[ACTIONS DEMANDÉES]
1. Dans l'article sur Lia Darjes, en quel lieu l'association Achtung Kultur présente-t-elle la série de la photographe ?
2. Donnez la suite de l'article sur Lia Darjes, en reprenant après sa dernière phrase, s'il vous plaît.

Bordeaux : les animaux se mettent à table sous l’œil de la photographe Lia Darjes

Au consulat général d’Allemagne à Bordeaux, l’association Achtung Kultur présente une série lumineuse de la photographe Lia Darjes : de petits animaux sauvages surpris autour de tables abandonnées, en plein jardin
Des tables minimalistes, joliment dressées – nappées ou non, parfois ornées de bouquets flamboyants. Et d’étranges visiteurs venus semer un joyeux désordre : raton laveur, écureuil, mésange, fourmis, limace, mulot, chat, corneille, rat… Ces hôtes discrets s’infiltrent dans les images de Lia Darjes, actuellement présentée par l’association Achtung Kultur. Déployée sur les murs, cette série photographique naît d’un protocole minutieux… qui laisse pourtant toute sa place à l’imprévu.

[DONNÉES FOURNIES]
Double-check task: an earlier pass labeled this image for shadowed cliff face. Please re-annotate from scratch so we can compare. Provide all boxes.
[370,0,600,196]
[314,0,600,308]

[RÉSULTATS PAR TÂCHE]
1. Au consulat général d'Allemagne à Bordeaux.

2.
Lia Darjes
« Invitée chez des amis ou en famille – pour un repas, un gâteau, un dîner, ou simplement un moment dans leur jardin – je laissais tout sur la table une fois le moment partagé, composais une nature morte improvisée, puis installais l’appareil photo dans une boîte, équipé d’un flash et d’un déclencheur de mouvement. Je le laissais ensuite en place, quelques heures, quelques jours, parfois une semaine », confie la photographe née en 1984. Régulièrement, Lia Darjes contacte les propriétaires des lieux pour savoir si la mise en scène a été visitée, avant de découvrir, non sans appréhension, le fruit de cette chasse d’un genre particulier : « Parfois, il n’y avait rien… », s’amuse cette photographe qui partage son temps entre Hambourg et Berlin, où elle dirige l’Ostkreuzschule Für Fotografie – une école réputée, fondée par des membres de la non moins célèbre agence Ostkreuz.

Lia Darjes
Ce travail s’est étalé sur quatre années. Quatre ans durant lesquels Lia Darjes a affiné sa méthode : troquant sa petite caméra de type Wildlife contre un appareil plus performant, et la boîte Tupperware d’origine contre un caisson solide, étanche, capable de résister aux intempéries. Le mécanisme de déclenchement a également été amélioré : « Très sensible, il s’activait souvent sans raison. »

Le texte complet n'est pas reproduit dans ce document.